While two-thirds of American adults use the internet (including social media) to seek health information, only 11% use a pharmaceutical company website most often. It is intriguing that 2 in 3 adults who seek information about health care online are looking for information on illnesses and conditions from a pharmaceutical company. But the pharma company website isn’t the top-of-mind, go-to place. In fact, 2/3 of health citizens whose households use prescription drugs say their trust in medications is not heavily influenced by advertising by pharmaceutical companies. 

These insights into the new pharmaceutical consumer come out of The Evolving  Consumer and The Pharmaceutical Company Relationship, a survey from Accenture published November 2010.

It isn’t like pharma companies haven’t been spending money on Rx promotion: direct-to-consumer spending by pharmaceutical companies reached about $5 billion in 2008, according to the Congressional Budget Office study published in December 2009. 

But the impact of this spending on health consumers appears to be eroding: only 28% of health information seekers ask their doctor about a drug after seeing an ad (whether in print, radio, internet, or TV). And only one-half say they’ve an increased awareness of symptoms and treatments via pharma advertising. One-half of the health information seekers find pharma advertiisng “helpful,” with 37% finding it “confusing,” Accenture discovered.

One area of medicine consumption that continues to gain traction is consumers’ use of generic drugs. One-half of consumers in the survey see no difference between brands and generics; one-quarter perceive a difference.

One common promotional tactic in pharma is the use of coupons: however, 48% of consumers who are in prescription drug-using households have not seen any Rx coupons. 39% have seen them but not used them, and only 13% have used them.

Accenture conducted this survey in August-September 2010 among 852 U.S. adults. Someone within the respondent’s household was currently taking prescription medications.

Health Populi’s Hot Points:     In the post-recession shopping environment, value is part of American households’ spending paradigms. Accenture found that 46% of drug consuming householders agree that branded prescription drugs are “luxury purchases.”

Consumers have adopted couponing as a household financial management strategy in big numbers. Coupon use is up – 5% up for print coupons, 25% increase for electronic, and 100% lift for social coupons (such as BuyWithMe, eWinWin, and Groupon), according to the Altimeter Group.

Here’s an opportunity for pharmaceutical companies to leverage in the current low-trust, low-value for branded pharma environment: while only 13% of health consumers say they’ve used coupons for purchasing prescription drugs, nearly 50% say they have seen, not used them, but would be open to doing so in the future, illustrated by the second pie chart.

The new pharmaceutical consumer is as value-conscious in health as she is in other aspects of her life, post-recession. She is looking for information on health issues from pharmaceutical companies, but isn’t tapping into pharma company websites first. Between creating usable, engaging content (unbranded, in this case), coupled with compelling purchasing programs that promote value in both the purchase (price) along with consumption (with educational programs and online and mobile tools for health management), the pharma industry can respond to patients’ demands for health engagement.

> _WHAT YOU NEED TO DO_
List every social coupon service that the article on pharmaceutical consumers names as an example. The rows that come next have no connection to the article on pharmaceutical consumers.

> _PROVIDED MATERIAL_
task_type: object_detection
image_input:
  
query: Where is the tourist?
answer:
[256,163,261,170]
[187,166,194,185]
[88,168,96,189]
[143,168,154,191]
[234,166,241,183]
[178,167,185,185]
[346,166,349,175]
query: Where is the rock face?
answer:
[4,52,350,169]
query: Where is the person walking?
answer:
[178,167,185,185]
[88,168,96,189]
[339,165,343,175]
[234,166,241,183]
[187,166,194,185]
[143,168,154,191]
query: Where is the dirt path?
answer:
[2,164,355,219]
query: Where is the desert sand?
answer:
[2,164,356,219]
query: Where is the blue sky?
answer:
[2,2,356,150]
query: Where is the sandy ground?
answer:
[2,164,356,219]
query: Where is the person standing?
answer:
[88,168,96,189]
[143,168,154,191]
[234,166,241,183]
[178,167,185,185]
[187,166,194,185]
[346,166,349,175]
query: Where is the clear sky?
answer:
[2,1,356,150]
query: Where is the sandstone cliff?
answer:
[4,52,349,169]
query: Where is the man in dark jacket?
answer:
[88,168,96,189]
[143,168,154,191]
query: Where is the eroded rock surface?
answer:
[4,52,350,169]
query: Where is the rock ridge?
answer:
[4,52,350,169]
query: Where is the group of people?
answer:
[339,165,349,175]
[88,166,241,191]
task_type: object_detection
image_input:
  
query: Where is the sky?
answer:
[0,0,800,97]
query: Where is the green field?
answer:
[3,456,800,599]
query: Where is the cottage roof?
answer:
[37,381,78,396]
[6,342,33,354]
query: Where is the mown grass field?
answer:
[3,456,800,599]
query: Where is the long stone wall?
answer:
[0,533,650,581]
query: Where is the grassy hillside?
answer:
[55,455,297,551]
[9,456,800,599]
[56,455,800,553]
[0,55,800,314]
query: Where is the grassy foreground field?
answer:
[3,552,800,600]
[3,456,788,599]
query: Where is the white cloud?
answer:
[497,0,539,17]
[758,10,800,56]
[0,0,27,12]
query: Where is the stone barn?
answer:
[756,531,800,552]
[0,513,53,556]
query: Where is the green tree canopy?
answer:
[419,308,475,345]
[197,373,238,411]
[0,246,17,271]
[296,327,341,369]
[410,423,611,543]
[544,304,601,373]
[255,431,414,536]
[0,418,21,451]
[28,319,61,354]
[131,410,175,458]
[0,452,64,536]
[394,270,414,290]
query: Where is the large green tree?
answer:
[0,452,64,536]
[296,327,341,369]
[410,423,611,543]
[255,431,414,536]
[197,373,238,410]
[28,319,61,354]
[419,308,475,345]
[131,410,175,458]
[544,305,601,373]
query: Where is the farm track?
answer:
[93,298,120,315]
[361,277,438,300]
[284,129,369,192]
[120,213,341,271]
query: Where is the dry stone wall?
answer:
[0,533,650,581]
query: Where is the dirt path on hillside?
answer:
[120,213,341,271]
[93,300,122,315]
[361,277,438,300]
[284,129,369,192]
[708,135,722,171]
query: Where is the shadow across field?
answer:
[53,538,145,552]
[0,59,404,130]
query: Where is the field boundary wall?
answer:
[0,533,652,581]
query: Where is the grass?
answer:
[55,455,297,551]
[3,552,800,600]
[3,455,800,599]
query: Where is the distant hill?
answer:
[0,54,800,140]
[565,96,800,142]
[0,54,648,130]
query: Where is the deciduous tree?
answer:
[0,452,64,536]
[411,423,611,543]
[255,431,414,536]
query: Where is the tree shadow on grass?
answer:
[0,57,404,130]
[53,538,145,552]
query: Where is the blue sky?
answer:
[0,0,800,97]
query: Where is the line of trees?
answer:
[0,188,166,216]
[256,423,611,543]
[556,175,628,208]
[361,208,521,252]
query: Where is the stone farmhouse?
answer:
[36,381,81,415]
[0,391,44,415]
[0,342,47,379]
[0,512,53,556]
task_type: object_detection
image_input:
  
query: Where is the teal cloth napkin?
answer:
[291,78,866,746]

> _COMPLETED TASK_
BuyWithMe, eWinWin, Groupon